----- Page excerpt -----

Paul cooks

Vanilla Pavlova with Mevagissey Strawberries and Cornish Clotted Cream

Bitter Chocolate and Orange Tart with Crème Fraiche
Preparation time:
25 minutes
Cooking time:
55 minutes
Serves:
8

Light, chewy meringue topped with velvety clotted cream, locally sourced Cornish strawberries and dressed with a fresh strawberry coulis, Paul’s decadent vanilla pavlova is the perfect dessert to share with family, friends or even that special someone this Valentine’s Day. 

  • Paul Ainsworth with his Kenwood Chef Baker and vanilla Pavlova

    Ingredients

    For the meringue:
    • 6 egg whites
    • 330g caster sugar
    • 1 ½ tbsp cornflour
    • 2 tsp lemon juice
    • ¼ tsp vanilla seeds
    To finish:
    • 500g best quality strawberries top cut off and cut into halves
    • 50g icing sugar
    • ½ tsp vanilla seeds
    • 250g tub Cornish clotted cream
    • 8 mint leaves
    • 1 lemon
    • 1 lime
    • Extra icing sugar for dusting
  • Method

    For the meringue: 
    • Using your Kenwood kitchen machine, place the egg whites into the bowl with the vanilla seeds and, using the whisk attachment start to whisk the whites on a medium to high speed (number 7).
    • When the egg whites are holding soft peaks, start to add the sugar 1 tablespoon at a time, making sure the sugar is fully mixed before adding more sugar.
    • Your meringue should be shiny and glossy and holing a stiff peak after about 5 minutes of whisking. Now stop the machine on the slowest speed, fold through the sifted cornflour, then do the same with the lemon juice.
    • Place the glossy meringue into piping bags using a 1 cm round nozzle and start to pipe even-sized domes onto baking paper, making sure to leave enough room between each dome as they will expand during baking. You should get 8 even domes of meringue with the mix made.

-----

■ Short task A ■
Reproduce the pavlova recipe from "Light, chewy meringue" up to and including "this Valentine’s Day.", swapping "strawberry coulis" for "raspberry coulis".
■ Short task B ■
List every ingredient the pavlova recipe gives for the meringue, along with its quantity.

----- Supplied information -----

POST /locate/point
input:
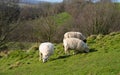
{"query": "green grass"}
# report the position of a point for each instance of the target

-----

■ Task answer A ■
Light, chewy meringue topped with velvety clotted cream, locally sourced Cornish strawberries and dressed with a fresh raspberry coulis, Paul’s decadent vanilla pavlova is the perfect dessert to share with family, friends or even that special someone this Valentine’s Day.

■ Task answer B ■
- 6 egg whites
- 330g caster sugar
- 1 ½ tbsp cornflour
- 2 tsp lemon juice
- ¼ tsp vanilla seeds